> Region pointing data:
--------------------
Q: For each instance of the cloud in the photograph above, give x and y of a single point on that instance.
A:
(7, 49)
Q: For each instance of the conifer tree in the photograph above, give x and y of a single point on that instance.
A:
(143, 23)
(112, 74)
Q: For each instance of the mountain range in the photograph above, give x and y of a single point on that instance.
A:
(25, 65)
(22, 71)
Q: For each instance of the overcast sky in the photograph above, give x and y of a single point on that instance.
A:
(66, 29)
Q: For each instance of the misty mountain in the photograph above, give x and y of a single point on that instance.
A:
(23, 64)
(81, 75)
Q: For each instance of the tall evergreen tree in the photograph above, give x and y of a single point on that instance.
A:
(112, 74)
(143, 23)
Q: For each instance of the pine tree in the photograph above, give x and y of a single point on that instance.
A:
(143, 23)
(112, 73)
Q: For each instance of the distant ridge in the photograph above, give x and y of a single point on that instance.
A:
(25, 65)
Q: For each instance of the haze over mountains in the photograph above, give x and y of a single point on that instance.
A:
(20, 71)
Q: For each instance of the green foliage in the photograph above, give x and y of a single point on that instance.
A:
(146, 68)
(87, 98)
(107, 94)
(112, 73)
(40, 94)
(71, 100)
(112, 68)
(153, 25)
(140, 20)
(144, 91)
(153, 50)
--------------------
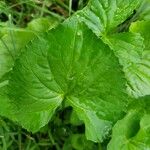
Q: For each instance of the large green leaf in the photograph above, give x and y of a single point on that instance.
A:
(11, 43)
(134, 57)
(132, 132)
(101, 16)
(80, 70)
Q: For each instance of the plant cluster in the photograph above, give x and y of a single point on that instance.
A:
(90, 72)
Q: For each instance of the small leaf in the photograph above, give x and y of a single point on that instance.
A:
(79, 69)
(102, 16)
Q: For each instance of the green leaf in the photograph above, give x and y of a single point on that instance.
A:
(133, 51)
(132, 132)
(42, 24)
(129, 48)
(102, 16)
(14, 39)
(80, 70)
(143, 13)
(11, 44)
--------------------
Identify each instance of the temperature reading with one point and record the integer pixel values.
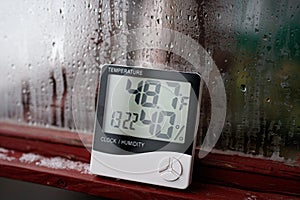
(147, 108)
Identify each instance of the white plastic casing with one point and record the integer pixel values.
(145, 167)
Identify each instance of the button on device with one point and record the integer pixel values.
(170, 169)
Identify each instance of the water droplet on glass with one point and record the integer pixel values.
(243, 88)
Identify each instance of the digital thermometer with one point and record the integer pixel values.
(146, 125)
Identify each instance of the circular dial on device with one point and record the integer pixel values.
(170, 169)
--------------------
> Task goal:
For every line of the records above that holds the word "tree", count one, and state the total only.

> Solution to the exercise:
3